• YOUR TASK: Select the lines below containing the word "Each".

----

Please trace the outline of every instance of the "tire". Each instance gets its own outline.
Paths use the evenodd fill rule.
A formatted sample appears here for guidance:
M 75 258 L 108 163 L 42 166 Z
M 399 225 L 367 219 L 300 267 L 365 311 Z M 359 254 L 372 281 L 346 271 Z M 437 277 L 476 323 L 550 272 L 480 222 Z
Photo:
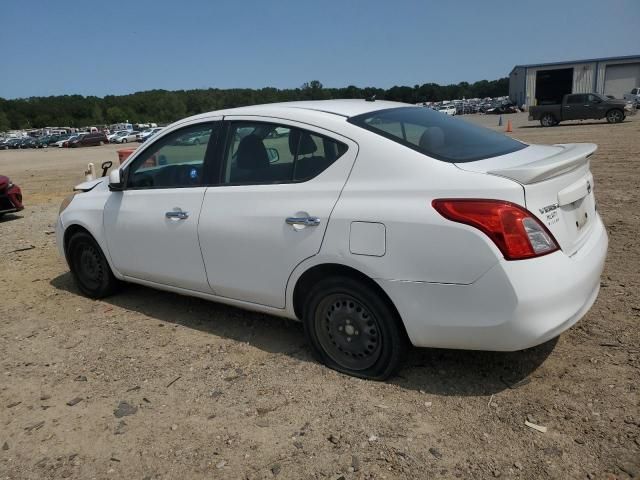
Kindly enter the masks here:
M 607 112 L 607 122 L 621 123 L 624 120 L 624 112 L 618 108 L 613 108 Z
M 100 146 L 103 146 L 104 142 L 102 140 L 100 140 Z
M 127 143 L 127 139 L 123 138 L 122 141 L 120 143 Z
M 393 306 L 350 277 L 329 277 L 314 285 L 305 299 L 303 325 L 318 361 L 354 377 L 385 380 L 409 350 Z
M 545 113 L 540 119 L 540 125 L 542 125 L 543 127 L 553 127 L 557 124 L 558 122 L 556 121 L 556 117 L 554 117 L 551 113 Z
M 118 289 L 119 281 L 100 246 L 88 233 L 75 233 L 69 240 L 66 255 L 76 285 L 87 297 L 104 298 Z

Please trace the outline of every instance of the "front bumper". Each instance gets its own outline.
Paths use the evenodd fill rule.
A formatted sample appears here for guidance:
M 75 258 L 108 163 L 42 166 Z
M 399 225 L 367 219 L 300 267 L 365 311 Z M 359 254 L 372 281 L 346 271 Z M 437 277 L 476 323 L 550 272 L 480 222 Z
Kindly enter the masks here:
M 598 217 L 572 257 L 500 261 L 470 285 L 379 280 L 419 347 L 515 351 L 560 335 L 595 302 L 607 253 Z
M 24 209 L 22 191 L 17 185 L 0 191 L 0 214 L 19 212 Z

----

• WRITTEN RESPONSE:
Please trace the outline of every instance of the "tire". Each instance gets its own outline.
Please trace the outline of every instance of the "front bumper". Each instance gets its own outline.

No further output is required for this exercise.